### EXERCISE INSTRUCTIONS
Can you retype, character for character, the lines that start at the one containing "Thank you for the photograph. Please indicate the clear" and end with the one containing "Target: clear blue sky"?

### DATA SHOWN
—————

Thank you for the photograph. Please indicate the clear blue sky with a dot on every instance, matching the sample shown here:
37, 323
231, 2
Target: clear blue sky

—————

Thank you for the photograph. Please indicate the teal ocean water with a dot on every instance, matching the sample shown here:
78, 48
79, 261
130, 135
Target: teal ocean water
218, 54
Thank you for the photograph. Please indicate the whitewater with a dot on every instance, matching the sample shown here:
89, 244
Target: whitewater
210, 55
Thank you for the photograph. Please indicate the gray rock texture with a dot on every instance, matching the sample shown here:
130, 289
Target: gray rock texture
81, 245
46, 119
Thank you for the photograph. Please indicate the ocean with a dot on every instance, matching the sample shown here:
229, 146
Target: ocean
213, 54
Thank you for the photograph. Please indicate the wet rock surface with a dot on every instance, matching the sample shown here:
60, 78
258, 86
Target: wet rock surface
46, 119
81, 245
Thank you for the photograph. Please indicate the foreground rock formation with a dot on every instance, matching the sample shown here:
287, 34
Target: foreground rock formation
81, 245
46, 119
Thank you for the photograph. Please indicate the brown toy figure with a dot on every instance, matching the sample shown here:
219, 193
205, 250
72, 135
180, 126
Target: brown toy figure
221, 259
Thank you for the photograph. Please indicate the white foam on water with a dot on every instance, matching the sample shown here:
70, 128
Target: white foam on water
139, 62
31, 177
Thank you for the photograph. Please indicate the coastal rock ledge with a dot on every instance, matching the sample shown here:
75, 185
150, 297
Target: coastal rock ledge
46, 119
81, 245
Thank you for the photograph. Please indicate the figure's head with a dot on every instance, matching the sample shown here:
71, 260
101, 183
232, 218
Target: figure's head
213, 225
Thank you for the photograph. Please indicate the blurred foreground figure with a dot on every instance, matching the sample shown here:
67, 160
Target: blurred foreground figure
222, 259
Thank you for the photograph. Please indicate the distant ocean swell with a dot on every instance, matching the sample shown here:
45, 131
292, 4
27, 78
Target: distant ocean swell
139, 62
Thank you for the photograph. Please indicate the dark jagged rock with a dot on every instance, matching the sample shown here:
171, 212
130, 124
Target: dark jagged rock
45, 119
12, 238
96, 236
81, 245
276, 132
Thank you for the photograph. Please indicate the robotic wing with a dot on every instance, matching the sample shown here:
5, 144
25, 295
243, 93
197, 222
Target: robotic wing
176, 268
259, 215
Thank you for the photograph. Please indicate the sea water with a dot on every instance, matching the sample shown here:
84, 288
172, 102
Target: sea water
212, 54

—————

### WRITTEN ANSWER
Thank you for the photograph. Please indicate the clear blue sky with a dot on every instance, matching the sample shown here:
37, 323
231, 2
Target: clear blue sky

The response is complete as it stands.